**Problems to work on:**
• 1. Decide whether each statement agrees with the passage about First Baptist Church: (a) Jack Schaap is serving a 12 year sentence in a federal penitentiary; (b) Jack Hyles was removed as pastor after he was accused of an affair; (c) the church was once a Southern Baptist church. Answer yes or no for each, quoting the deciding words of the passage.
• 2. Rewrite the passage about First Baptist Church starting at "A couple of" and ending at "until his death.", putting "assistant" in place of "secretary".
• 3. According to the passage about First Baptist Church, in what city and state is the church located?

A couple of years ago, pastor Jack Schaap was fired over a sexual relationship he had with a sixteen year old teenager. The girl was in the church’s Christian school and Schaap was “counseling” her. Schaap was later arrested and convicted and is now serving a 12 year sentence in a federal penitentiary. (you can read the texts, letters, and cards Schaap sent to this girl here)
Several decades ago, Jack Schaap’s father-in-law, Jack Hyles, was accused of having an affair with his secretary. The evidence for his affair was overwhelming, but the church rejected the evidence and Hyles remained the church’s pastor until his death.
Both men pastored First Baptist Church, an Independent Fundamentalist Baptist (IFB) church in Hammond, Indiana. The church was an American Baptist church until Jack Hyles pulled it out the convention. At one time, the church was the largest church in the world.
Sexual and financial scandals are quite common in the IFB church movement. Pastors have sexual affairs, molest children, surf porn sites, cavort with prostitutes, lie, cheat, and steal. They are, in every way, just like the rest of the human race. Deacons, Sunday school teachers, church bus workers, Christian school workers, and every-day church members are also just like the unwashed, uncircumcised Philistines of the world. No matter how much they might protest, they know if the curtain was pulled back, it would expose for all to see that IFB pastors, leaders, and members are no different from atheists, Catholics, Evangelicals, Mormons, Methodists, or Southern Baptists.
They are human beings, capable of doing good or bad things. They are capable of being good, decent, kind, loving people and they are also capable of being evil, unkind, indecent, and unloving. Like all of us, they have the power to choose what kind of person they want to be. No matter what their theology tells them about the depraved, sinful condition of the natural, unregenerate, unsaved human heart, they KNOW they have the power to be whatever kind of person they want to be. They KNOW that there are countless atheists, deists, non-IFB Christians, and Catholics who are good, decent, kind, loving people, all without believing the King James Version of the Bible is the Word of God or believing in the IFB God at all.

Segmentation labeling entries:

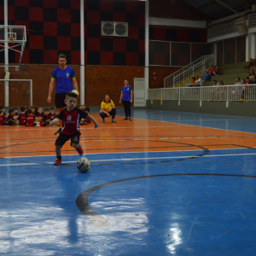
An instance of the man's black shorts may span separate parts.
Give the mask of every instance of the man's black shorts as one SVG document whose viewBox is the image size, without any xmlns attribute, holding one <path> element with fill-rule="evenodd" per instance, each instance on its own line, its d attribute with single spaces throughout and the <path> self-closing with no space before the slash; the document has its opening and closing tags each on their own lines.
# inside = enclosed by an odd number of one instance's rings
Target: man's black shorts
<svg viewBox="0 0 256 256">
<path fill-rule="evenodd" d="M 56 93 L 55 94 L 55 106 L 56 108 L 65 108 L 66 104 L 64 100 L 66 99 L 66 92 L 65 93 Z"/>
<path fill-rule="evenodd" d="M 62 146 L 69 140 L 71 139 L 71 143 L 70 145 L 72 145 L 72 143 L 79 143 L 79 139 L 80 139 L 80 135 L 81 133 L 79 131 L 77 131 L 72 135 L 65 135 L 63 133 L 61 132 L 60 136 L 57 137 L 56 141 L 55 141 L 55 146 L 61 146 L 62 148 Z"/>
</svg>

**The results:**
• 1.
(a) Yes: "is now serving a 12 year sentence in a federal penitentiary"
(b) No: "Hyles remained the church’s pastor until his death"
(c) No: "The church was an American Baptist church until Jack Hyles pulled it out the convention"

• 2.
A couple of years ago, pastor Jack Schaap was fired over a sexual relationship he had with a sixteen year old teenager. The girl was in the church’s Christian school and Schaap was “counseling” her. Schaap was later arrested and convicted and is now serving a 12 year sentence in a federal penitentiary. (you can read the texts, letters, and cards Schaap sent to this girl here)
Several decades ago, Jack Schaap’s father-in-law, Jack Hyles, was accused of having an affair with his assistant. The evidence for his affair was overwhelming, but the church rejected the evidence and Hyles remained the church’s pastor until his death.

• 3. Hammond, Indiana.